SELECTION
The advantages of shifting left and testing as early as possible are obvious. What’s less clear is how to do it.

In my role as test engineering manager at a large financial services firm, that challenge fell on me. The solution that some of the biggest software companies—Google, Facebook, and Microsoft—have all developed takes advantage of machine learning to test every code change immediately, so I learned how to implement these techniques myself. And I think these techniques would benefit everyone else struggling to shift their testing left, too.

Shifting left means testing as early as possible, making testing an integral part of each stage of the development process. The earlier bugs are caught, the faster and easier they are to fix. Ideally, we want to test every commit as soon as it is applied so developers can fix any issues immediately while the code is still fresh and the rest of the team hasn’t started building on top of it.

This obviously requires automation. Only with automation can we run hundreds or thousands of tests in a few minutes. While it wasn’t feasible or even optimal to automate everything, our team set to automate as much as we could. That had its own challenges and took longer to implement than we had planned. And while it helped us dramatically increase the number of paths and permutations we could test quickly, it didn’t help us shift left as much as we expected.

Not surprisingly, as we automated more testing, the test suite grew larger and larger, and consequently, it took longer and longer to run. When we started, the test automation suite only took a few minutes to run, so we were able to test every commit as it was applied. But as the number of tests grew, the test suite started taking hours to run. The UI tests were the slowest, but even the sheer number of integration tests made it impossible to check individual commits. So we had to batch the test process and run the suite periodically, pushing testing back to the right.

To reduce test times, we tried parallelization, but that was expensive and couldn’t even keep up with the growth in the test suite. Even worse, as the number of tests increased, so did the number of flaky failures that had to be reviewed manually.

Since UI tests took the longest to run and generated the most flaky failures, we tried reducing the number of UI tests by cutting down the number of separate phone models we tested. Unfortunately, that caused us to miss more bugs, including some that weren’t caught in manual testing either, since we expected the phones to behave similarly. We also tended to miss bugs where there were cross-dependencies and it wasn’t obvious to the manual testers that an area of the application had been affected by the code changes. That was a valuable lesson on the need for test automation. Consequently, we added back all the UI tests on all the different phones and browsers.

AIM A
Retype the passage on shift-left testing from "To reduce test" up to and including "be reviewed manually.".

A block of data
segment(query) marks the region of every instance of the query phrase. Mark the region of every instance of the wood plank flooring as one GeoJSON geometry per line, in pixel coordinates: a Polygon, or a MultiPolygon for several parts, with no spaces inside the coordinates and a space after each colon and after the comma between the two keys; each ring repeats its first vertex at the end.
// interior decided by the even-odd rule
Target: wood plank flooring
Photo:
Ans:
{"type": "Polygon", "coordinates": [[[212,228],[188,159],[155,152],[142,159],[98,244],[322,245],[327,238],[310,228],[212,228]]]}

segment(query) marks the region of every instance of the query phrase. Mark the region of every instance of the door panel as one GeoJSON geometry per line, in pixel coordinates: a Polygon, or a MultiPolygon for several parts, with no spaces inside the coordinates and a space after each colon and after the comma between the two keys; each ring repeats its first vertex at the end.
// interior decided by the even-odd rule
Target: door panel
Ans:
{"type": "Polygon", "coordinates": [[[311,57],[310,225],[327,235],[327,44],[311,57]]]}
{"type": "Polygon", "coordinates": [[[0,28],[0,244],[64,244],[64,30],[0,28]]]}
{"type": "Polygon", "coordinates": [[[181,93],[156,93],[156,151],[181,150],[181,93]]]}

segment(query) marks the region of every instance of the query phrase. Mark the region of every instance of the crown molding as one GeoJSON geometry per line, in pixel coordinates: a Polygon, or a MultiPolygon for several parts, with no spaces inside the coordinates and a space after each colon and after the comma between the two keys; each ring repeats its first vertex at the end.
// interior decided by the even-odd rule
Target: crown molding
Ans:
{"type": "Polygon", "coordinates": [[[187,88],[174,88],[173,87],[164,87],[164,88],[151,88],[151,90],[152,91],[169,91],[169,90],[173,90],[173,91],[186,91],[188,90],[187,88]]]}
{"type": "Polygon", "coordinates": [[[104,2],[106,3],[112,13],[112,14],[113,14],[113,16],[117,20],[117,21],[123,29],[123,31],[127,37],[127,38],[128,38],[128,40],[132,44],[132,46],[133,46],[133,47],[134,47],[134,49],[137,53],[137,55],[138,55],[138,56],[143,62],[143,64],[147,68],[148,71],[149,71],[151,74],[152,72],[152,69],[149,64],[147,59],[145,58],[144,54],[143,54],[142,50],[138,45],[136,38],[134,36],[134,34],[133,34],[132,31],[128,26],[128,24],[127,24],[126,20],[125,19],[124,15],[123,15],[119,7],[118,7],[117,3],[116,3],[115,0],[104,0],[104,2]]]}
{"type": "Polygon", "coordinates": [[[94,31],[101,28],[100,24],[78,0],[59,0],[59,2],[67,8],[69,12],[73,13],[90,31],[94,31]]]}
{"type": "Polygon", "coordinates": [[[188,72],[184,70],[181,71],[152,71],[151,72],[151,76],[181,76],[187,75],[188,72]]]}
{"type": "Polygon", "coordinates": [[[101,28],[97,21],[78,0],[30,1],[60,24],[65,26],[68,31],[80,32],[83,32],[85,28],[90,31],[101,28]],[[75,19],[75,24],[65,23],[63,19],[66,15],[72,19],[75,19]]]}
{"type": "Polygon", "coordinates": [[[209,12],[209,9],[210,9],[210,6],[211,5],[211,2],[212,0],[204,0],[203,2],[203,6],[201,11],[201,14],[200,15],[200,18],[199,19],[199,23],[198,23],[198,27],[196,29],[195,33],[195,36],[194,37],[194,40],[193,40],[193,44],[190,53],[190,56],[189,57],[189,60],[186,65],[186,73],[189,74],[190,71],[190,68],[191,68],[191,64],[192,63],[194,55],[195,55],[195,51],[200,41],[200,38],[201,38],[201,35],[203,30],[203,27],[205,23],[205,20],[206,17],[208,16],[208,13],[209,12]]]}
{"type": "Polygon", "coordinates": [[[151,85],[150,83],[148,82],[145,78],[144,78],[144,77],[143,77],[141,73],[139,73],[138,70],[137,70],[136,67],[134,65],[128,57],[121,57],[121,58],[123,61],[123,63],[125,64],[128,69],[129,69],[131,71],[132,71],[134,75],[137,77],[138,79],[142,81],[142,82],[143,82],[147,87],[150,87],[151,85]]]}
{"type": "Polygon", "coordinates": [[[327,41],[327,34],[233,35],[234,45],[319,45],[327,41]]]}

AIM B
Extract each line of the rows that contains the string "marks".

FULL OUTPUT A
To reduce test times, we tried parallelization, but that was expensive and couldn’t even keep up with the growth in the test suite. Even worse, as the number of tests increased, so did the number of flaky failures that had to be reviewed manually.

FULL OUTPUT B
segment(query) marks the region of every instance of the query phrase. Mark the region of every instance of the wood plank flooring as one GeoJSON geometry per line, in pixel coordinates: a Polygon, or a MultiPolygon for several parts, with no spaces inside the coordinates and a space after each colon and after the comma between the two keys; each ring repeats its first vertex at the end.
segment(query) marks the region of every instance of the query phrase. Mark the region of every instance of the door panel as one GeoJSON geometry per line, in pixel coordinates: a Polygon, or a MultiPolygon for several parts, with no spaces inside the coordinates and a space after each colon and after the comma between the two keys; each ring repeats its first vertex at the end.
segment(query) marks the region of every instance of the query phrase. Mark the region of every instance of the crown molding as one GeoJSON geometry per line, in pixel coordinates: a Polygon, or a MultiPolygon for several parts, with no spaces inside the coordinates and a space after each colon and after the comma between the two keys; each ring repeats its first vertex at the end.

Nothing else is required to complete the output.